Given exercise A: Decide whether each statement below agrees with the passage on HVAC video marketing, answering yes or no and quoting the deciding words: (i) The fastest-growing TikTok demographic is ages 35-54. (ii) YouTube embeds speed up page load. (iii) The contractors getting the best ROI from video produce 2-4 videos per month.
Given exercise B: Give a continuation of the passage on HVAC video marketing, picking up from its final sentence.

Page extract:
The excuse “our customers aren’t on TikTok” doesn’t hold up. 67% of TikTok users are over 25, and the fastest-growing demographic is 35-54 — exactly the homeowner segment that buys HVAC services. The platform isn’t just for teenagers. It’s a visual search engine where homeowners research purchases before committing.
Production doesn’t need to cost anything
The #1 objection from HVAC contractors: “We can’t afford professional video.” You don’t need professional video. You need consistent video.
A modern smartphone shoots 4K video. Natural lighting from a window or outdoor shade looks professional. A $30 clip-on microphone eliminates wind noise. A free editing app (CapCut, InShot) handles basic cuts and text overlays. Total investment: under $50 and 30 minutes per video.
| Production Level | Cost | Quality | Best For |
|---|---|---|---|
| Smartphone + natural light | $0-$50 | Good enough | Social media, testimonials, quick tips |
| Smartphone + mic + tripod | $50-$150 | Professional | Service page videos, educational content |
| Hired videographer (one day) | $500-$1,500 | High | Homepage intro, major testimonials |
| Professional production | $3,000-$8,000 | Premium | Brand launch, comprehensive service videos |
The contractors generating the best ROI from video are spending $0-$150 per video and producing 2-4 videos per month. They’re not waiting for perfect — they’re putting out authentic content consistently. The companies waiting for budget to hire a production team are still waiting while their competitors build video libraries.
Where to post your video content
A video sitting on your phone is worth nothing. Distribution determines results. Here’s the priority stack for HVAC video:
1. Your website (highest conversion impact). Embed videos directly on service pages, the homepage, and your about page. Self-hosted or YouTube embeds both work, but YouTube embeds can slow page load — use lazy loading to protect your site speed. Every video on your site should have a clear CTA immediately below it.

Data:
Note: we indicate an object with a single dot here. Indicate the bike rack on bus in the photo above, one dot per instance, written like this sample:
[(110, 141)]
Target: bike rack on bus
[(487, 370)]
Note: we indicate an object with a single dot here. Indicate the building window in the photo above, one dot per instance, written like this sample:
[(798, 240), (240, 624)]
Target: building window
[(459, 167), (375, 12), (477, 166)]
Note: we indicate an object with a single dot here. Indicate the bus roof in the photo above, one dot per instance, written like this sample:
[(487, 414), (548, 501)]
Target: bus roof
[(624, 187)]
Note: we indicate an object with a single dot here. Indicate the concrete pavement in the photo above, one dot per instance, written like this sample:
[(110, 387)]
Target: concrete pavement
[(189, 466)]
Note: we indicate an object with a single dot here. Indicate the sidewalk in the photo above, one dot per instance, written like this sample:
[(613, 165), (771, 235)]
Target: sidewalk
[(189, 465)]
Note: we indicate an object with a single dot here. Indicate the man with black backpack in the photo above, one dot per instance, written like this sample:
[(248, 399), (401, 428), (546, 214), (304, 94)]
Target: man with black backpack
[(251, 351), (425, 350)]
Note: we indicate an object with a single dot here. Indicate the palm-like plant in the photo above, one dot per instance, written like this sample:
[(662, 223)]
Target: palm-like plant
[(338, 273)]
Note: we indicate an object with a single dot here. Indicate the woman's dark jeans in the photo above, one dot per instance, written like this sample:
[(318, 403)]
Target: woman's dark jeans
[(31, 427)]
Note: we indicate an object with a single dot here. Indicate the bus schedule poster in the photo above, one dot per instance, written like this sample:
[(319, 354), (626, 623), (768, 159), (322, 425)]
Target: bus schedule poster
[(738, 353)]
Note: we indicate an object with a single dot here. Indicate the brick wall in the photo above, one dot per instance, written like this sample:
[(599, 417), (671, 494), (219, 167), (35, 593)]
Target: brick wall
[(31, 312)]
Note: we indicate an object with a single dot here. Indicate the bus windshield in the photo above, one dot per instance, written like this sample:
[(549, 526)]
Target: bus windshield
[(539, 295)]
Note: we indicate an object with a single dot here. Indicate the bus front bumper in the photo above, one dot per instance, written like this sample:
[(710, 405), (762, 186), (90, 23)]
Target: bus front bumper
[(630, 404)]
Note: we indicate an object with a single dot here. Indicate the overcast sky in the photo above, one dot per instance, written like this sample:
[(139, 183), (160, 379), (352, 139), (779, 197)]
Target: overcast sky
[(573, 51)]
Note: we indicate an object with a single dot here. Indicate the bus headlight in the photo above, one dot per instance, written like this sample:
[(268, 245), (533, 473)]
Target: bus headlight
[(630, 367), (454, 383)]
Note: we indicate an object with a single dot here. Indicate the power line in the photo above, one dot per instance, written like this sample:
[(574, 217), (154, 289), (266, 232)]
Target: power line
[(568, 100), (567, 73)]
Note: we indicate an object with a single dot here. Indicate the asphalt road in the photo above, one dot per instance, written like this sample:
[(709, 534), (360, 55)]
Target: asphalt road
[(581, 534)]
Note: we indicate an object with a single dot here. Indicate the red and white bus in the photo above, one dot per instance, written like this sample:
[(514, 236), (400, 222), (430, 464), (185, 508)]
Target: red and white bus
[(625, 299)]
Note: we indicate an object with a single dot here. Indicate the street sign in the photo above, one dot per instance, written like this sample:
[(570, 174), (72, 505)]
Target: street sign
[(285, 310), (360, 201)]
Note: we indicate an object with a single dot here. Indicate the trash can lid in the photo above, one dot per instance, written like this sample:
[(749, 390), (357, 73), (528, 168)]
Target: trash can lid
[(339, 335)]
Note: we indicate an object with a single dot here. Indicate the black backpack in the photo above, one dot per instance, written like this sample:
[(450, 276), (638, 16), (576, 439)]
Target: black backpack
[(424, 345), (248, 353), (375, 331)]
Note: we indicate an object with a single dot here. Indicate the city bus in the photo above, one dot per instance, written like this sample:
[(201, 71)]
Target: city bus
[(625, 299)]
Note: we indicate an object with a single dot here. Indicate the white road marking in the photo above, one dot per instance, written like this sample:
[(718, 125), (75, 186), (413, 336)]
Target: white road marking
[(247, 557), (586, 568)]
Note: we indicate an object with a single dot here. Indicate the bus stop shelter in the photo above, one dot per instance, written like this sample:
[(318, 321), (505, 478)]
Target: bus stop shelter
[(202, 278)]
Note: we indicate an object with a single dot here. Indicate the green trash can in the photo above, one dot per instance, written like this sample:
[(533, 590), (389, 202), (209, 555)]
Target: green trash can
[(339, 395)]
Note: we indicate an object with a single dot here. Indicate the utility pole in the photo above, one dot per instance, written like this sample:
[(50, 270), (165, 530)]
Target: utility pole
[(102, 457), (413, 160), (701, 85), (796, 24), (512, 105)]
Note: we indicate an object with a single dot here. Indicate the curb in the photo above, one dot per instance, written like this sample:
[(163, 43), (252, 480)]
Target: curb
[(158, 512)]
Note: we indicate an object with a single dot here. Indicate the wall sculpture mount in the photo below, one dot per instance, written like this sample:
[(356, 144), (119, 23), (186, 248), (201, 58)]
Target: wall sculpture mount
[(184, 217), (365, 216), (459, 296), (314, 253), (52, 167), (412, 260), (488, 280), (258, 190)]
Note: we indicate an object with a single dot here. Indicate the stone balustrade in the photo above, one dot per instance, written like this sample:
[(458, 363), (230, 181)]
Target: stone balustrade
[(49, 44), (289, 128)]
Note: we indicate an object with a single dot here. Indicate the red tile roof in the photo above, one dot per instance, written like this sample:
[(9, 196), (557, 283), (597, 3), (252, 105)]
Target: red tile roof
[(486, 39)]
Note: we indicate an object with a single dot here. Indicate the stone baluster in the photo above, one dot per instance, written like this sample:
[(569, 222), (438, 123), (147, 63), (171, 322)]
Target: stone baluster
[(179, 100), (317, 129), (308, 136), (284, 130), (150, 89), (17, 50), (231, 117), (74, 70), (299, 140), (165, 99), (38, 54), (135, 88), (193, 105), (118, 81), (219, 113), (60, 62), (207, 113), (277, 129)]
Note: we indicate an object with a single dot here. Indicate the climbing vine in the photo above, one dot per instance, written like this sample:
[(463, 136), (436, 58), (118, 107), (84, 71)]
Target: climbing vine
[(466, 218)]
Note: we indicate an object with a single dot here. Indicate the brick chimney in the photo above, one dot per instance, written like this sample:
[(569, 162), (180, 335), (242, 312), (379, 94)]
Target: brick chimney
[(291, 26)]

Task response A:
(i) Yes: "the fastest-growing demographic is 35-54"
(ii) No: "YouTube embeds can slow page load"
(iii) Yes: "producing 2-4 videos per month"

Task response B:
2. YouTube (highest SEO impact). YouTube is the second-largest search engine. An HVAC company with 20-30 videos on YouTube targeting “how to” and “what to expect” keywords generates organic traffic from video search results. Websites with video are 53x more likely to appear on Google’s first page — and YouTube embeds contribute to that signal.
3. Facebook and Instagram (highest reach impact). Native video on Facebook gets 10x more organic reach than link posts. Upload the video directly to Facebook — don’t share a YouTube link. Instagram Reels and Stories extend reach to homeowners who follow local accounts. This ties directly into your social media strategy.
4. TikTok and YouTube Shorts (highest discovery impact). Short-form vertical video reaches people who aren’t searching for HVAC services yet but will eventually need them. Building awareness today means being the first name they think of when their AC fails tomorrow.
The first-mover advantage is disappearing
Right now, HVAC video marketing is a near-empty field. 88% of HVAC companies produce no video content. That makes the barrier to entry laughably low — any contractor who starts producing consistent video will immediately stand out in their market.
But this window won’t last. As more contractors catch on, the early advantage shrinks. The companies building video libraries now will have 50-100 videos when competitors are just starting with their first.
82% of marketing professionals say video ROI has increased year over year. The companies measuring their video performance are doubling down. The companies avoiding video are falling further behind. And in an industry where the average website conversion rate hovers around 2-3%, the ability to nearly double conversions through video is the most underused tool available.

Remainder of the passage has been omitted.